*Task details*:
Return only the lines starting at the line that contains "Query: green foliage" and ending with the final line of the listing; include both endpoints.

** BEGIN **

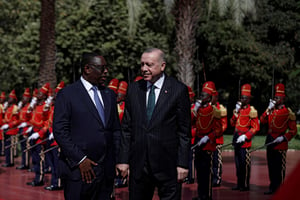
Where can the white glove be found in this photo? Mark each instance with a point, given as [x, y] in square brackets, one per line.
[5, 126]
[279, 139]
[34, 136]
[33, 102]
[29, 129]
[5, 104]
[22, 125]
[51, 136]
[271, 104]
[197, 105]
[203, 140]
[241, 138]
[49, 100]
[238, 106]
[20, 104]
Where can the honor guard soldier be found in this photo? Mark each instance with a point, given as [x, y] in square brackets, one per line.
[38, 133]
[281, 129]
[113, 84]
[217, 156]
[23, 126]
[2, 111]
[10, 121]
[245, 121]
[53, 150]
[209, 127]
[120, 98]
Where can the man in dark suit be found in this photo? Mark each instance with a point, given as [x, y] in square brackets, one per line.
[156, 134]
[87, 128]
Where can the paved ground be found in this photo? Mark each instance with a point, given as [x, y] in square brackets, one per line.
[13, 182]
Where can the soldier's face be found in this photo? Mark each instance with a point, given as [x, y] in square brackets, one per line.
[279, 100]
[245, 100]
[205, 97]
[152, 66]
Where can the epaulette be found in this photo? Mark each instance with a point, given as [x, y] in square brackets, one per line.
[15, 109]
[253, 112]
[217, 112]
[292, 115]
[223, 111]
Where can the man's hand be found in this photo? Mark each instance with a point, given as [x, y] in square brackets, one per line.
[279, 139]
[204, 140]
[34, 136]
[241, 138]
[271, 104]
[22, 125]
[51, 136]
[238, 106]
[4, 127]
[181, 174]
[122, 169]
[29, 129]
[86, 170]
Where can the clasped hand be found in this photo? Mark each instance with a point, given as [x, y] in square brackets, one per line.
[86, 170]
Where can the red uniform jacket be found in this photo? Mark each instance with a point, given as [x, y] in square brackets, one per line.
[121, 107]
[223, 110]
[11, 118]
[38, 119]
[208, 123]
[282, 122]
[23, 117]
[246, 123]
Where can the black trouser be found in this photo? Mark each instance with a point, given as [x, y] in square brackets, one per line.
[143, 188]
[99, 189]
[9, 154]
[38, 163]
[243, 166]
[24, 144]
[203, 163]
[53, 161]
[276, 166]
[217, 165]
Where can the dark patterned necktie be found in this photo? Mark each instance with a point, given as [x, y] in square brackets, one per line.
[99, 105]
[151, 103]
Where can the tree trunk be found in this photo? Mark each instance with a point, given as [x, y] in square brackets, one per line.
[187, 15]
[47, 44]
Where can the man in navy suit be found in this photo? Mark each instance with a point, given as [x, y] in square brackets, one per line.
[155, 144]
[86, 126]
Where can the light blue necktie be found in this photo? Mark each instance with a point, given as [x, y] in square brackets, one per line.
[99, 105]
[151, 103]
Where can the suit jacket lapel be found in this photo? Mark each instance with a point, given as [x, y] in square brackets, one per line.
[162, 98]
[107, 104]
[87, 101]
[142, 98]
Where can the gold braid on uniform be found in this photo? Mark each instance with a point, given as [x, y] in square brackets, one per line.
[283, 167]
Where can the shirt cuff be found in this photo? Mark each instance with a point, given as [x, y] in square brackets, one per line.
[82, 160]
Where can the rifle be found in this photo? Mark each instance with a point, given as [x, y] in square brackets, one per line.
[50, 149]
[261, 147]
[36, 145]
[225, 145]
[22, 133]
[8, 146]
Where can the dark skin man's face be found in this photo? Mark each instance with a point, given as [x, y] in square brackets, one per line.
[96, 71]
[245, 100]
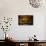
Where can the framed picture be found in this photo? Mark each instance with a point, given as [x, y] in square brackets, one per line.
[25, 20]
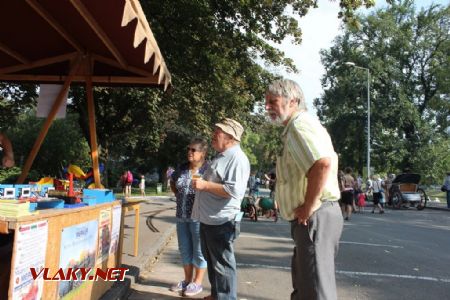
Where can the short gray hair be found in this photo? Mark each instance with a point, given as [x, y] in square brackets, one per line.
[201, 142]
[287, 89]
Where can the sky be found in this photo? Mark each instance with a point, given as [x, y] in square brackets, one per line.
[320, 26]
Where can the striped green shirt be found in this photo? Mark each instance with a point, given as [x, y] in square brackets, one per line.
[305, 141]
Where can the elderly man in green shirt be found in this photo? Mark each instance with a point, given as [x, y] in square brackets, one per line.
[307, 191]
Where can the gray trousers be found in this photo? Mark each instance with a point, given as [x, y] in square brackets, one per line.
[316, 246]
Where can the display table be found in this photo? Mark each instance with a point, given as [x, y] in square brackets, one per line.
[85, 237]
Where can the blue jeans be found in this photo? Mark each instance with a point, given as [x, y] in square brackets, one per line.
[188, 232]
[217, 246]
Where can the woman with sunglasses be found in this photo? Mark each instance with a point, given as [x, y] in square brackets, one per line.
[188, 230]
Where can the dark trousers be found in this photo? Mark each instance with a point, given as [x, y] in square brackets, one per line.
[217, 247]
[316, 246]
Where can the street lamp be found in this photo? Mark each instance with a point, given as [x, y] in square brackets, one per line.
[352, 64]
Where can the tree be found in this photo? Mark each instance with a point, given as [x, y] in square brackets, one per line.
[407, 54]
[63, 145]
[211, 49]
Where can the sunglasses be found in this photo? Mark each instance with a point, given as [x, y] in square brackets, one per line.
[193, 150]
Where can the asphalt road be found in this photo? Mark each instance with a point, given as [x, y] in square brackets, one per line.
[402, 254]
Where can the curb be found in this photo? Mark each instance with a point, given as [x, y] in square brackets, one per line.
[121, 290]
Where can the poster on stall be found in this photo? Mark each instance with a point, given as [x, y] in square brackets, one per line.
[78, 246]
[115, 230]
[30, 251]
[104, 235]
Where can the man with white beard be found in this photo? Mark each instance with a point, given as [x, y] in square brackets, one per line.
[307, 192]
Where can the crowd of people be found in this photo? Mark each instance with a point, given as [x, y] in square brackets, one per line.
[355, 193]
[305, 182]
[209, 195]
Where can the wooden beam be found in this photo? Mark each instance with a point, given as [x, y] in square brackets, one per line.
[52, 21]
[14, 54]
[92, 127]
[78, 78]
[48, 122]
[84, 12]
[39, 63]
[115, 64]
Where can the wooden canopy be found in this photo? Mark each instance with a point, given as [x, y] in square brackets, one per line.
[96, 42]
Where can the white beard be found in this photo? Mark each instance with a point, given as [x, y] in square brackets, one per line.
[279, 120]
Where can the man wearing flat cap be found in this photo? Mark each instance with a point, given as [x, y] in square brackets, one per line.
[217, 203]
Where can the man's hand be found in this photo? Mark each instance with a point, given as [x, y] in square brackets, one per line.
[303, 213]
[199, 184]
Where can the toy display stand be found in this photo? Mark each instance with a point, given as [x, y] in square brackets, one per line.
[57, 221]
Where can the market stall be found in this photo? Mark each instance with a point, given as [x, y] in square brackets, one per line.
[99, 42]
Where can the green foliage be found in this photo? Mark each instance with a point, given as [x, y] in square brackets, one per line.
[261, 142]
[407, 54]
[211, 49]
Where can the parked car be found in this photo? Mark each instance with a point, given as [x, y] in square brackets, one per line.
[405, 192]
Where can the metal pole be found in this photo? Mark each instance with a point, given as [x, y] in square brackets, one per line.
[368, 123]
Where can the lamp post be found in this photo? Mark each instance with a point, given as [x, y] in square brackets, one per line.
[352, 64]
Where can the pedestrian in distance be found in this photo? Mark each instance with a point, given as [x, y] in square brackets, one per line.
[377, 189]
[126, 181]
[142, 186]
[361, 202]
[253, 185]
[7, 150]
[188, 229]
[446, 188]
[218, 206]
[307, 191]
[348, 183]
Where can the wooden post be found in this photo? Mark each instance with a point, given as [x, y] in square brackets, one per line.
[48, 122]
[92, 128]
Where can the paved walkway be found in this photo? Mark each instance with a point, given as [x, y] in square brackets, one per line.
[157, 233]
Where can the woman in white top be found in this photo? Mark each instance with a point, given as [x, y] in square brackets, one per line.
[377, 188]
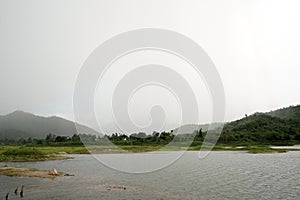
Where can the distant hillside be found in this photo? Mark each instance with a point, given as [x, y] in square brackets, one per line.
[281, 126]
[292, 113]
[20, 124]
[261, 128]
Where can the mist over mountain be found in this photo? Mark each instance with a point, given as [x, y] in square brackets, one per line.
[21, 124]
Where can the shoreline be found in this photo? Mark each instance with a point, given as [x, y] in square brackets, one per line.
[27, 172]
[50, 153]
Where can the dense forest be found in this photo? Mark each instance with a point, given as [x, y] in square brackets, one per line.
[276, 127]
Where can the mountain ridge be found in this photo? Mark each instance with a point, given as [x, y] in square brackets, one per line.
[20, 124]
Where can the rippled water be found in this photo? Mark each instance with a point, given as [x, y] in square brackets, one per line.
[221, 175]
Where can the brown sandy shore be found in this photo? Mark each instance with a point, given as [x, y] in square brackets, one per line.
[27, 172]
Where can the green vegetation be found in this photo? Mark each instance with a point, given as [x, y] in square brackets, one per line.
[254, 133]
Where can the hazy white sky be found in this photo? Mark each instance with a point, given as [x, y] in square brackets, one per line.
[255, 46]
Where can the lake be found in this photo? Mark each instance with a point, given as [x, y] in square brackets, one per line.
[220, 175]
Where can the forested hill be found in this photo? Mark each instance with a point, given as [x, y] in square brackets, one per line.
[21, 124]
[291, 112]
[280, 126]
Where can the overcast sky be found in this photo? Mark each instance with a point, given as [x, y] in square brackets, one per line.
[255, 46]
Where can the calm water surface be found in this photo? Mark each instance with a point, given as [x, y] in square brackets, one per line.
[221, 175]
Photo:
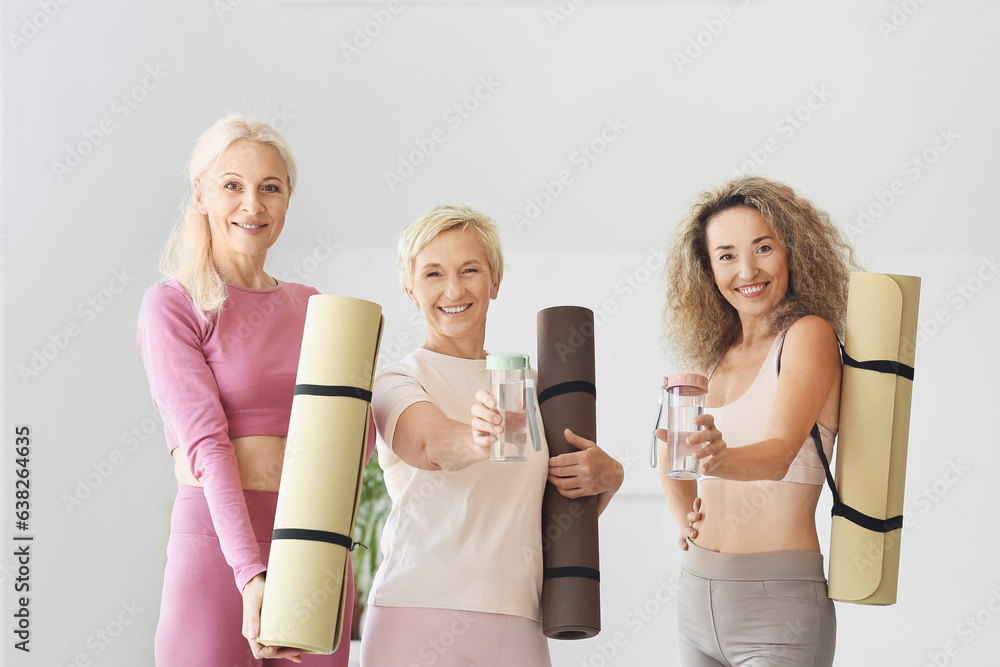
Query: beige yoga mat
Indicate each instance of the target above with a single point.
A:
(305, 594)
(874, 427)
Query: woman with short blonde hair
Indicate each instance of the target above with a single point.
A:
(461, 580)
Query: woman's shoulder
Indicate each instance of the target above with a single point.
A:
(166, 297)
(298, 288)
(811, 337)
(810, 326)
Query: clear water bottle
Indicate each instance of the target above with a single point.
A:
(683, 395)
(514, 392)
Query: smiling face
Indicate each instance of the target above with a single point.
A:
(452, 285)
(245, 198)
(749, 262)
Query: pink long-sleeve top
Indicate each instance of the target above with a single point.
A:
(214, 382)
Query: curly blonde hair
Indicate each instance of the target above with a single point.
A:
(700, 324)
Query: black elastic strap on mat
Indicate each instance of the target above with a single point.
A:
(567, 388)
(879, 366)
(333, 390)
(560, 572)
(840, 509)
(313, 536)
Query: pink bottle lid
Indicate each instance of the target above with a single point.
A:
(689, 384)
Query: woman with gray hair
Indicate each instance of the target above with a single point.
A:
(462, 575)
(220, 341)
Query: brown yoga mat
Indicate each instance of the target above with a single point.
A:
(875, 395)
(571, 589)
(305, 594)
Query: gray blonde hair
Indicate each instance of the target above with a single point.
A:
(187, 256)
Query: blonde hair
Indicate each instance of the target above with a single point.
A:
(188, 253)
(425, 229)
(700, 324)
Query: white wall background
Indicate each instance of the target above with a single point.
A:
(127, 87)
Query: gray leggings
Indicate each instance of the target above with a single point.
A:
(754, 610)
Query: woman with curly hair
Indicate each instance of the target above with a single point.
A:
(757, 296)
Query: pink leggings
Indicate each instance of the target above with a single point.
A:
(418, 637)
(201, 611)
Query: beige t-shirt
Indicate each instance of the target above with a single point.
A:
(469, 539)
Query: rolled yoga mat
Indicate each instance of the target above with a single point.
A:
(305, 594)
(875, 396)
(571, 589)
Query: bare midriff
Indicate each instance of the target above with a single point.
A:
(754, 517)
(259, 458)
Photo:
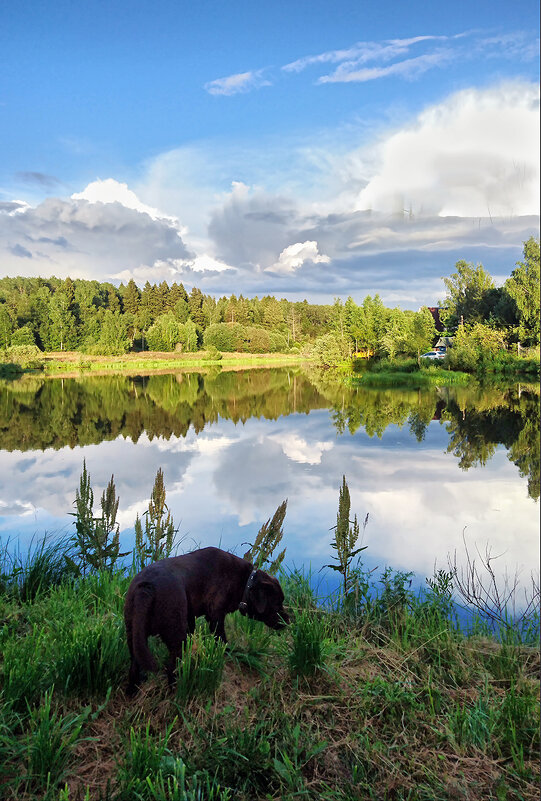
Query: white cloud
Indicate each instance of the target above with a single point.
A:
(111, 191)
(294, 256)
(474, 155)
(235, 84)
(299, 449)
(361, 53)
(409, 68)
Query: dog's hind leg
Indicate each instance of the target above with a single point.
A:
(174, 627)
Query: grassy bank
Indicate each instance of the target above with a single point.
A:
(150, 361)
(406, 373)
(383, 698)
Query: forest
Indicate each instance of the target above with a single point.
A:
(100, 318)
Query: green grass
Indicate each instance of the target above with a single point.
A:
(187, 361)
(422, 377)
(380, 696)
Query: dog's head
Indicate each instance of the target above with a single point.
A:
(265, 601)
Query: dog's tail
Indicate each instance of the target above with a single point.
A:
(143, 600)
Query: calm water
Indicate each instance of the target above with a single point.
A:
(426, 466)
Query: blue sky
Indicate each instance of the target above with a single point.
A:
(304, 149)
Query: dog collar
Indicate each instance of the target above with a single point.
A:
(243, 606)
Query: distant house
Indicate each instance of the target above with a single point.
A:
(435, 312)
(443, 344)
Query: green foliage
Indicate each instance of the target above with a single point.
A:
(474, 346)
(51, 741)
(346, 534)
(23, 336)
(156, 542)
(25, 356)
(97, 539)
(146, 755)
(468, 295)
(268, 538)
(199, 671)
(308, 651)
(42, 567)
(329, 350)
(523, 287)
(420, 706)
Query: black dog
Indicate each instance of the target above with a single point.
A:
(166, 597)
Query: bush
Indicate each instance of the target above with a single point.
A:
(329, 350)
(224, 337)
(27, 357)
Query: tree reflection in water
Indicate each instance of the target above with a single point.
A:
(38, 413)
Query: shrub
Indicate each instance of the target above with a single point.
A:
(224, 337)
(329, 350)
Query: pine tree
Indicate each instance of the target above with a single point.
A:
(131, 297)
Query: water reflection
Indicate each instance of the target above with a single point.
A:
(234, 445)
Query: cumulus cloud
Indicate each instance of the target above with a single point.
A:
(458, 181)
(294, 256)
(86, 239)
(111, 191)
(239, 83)
(474, 155)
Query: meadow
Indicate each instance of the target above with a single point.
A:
(376, 692)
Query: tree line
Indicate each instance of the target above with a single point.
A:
(94, 317)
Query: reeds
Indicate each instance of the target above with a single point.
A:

** END **

*Answer below*:
Query: green foliage
Indicate each instance of the target above with a single point.
A:
(474, 346)
(51, 741)
(346, 534)
(23, 336)
(156, 542)
(25, 356)
(97, 539)
(146, 755)
(468, 295)
(268, 538)
(199, 671)
(308, 651)
(42, 567)
(329, 350)
(523, 287)
(420, 706)
Query: black dog
Indicate each instance of the target above with a single point.
A:
(166, 597)
Query: bush
Indicate each instance of the target above with a single point.
A:
(329, 350)
(224, 337)
(27, 357)
Query: tree reflection in water
Indicate each instance of the target above with a single point.
A:
(38, 413)
Query: shrub
Indicate each instance of the target above with a single point.
A:
(224, 337)
(329, 350)
Query: pine tree
Indicate each instance of the target above with a single point.
A:
(131, 297)
Query: water reflection
Indicate each instance of the target above with a single point.
A:
(234, 445)
Query: cumulus cloud
Indicate each instance of the target above with a single point.
A:
(458, 181)
(294, 256)
(86, 239)
(111, 191)
(239, 83)
(474, 155)
Query: meadow
Indicate each instance of the target above with a single point.
A:
(376, 692)
Query: tree line
Indicate each instance of the target above with a single point.
A:
(94, 317)
Query: reeds
Indicate each instance of the target above with a single point.
A:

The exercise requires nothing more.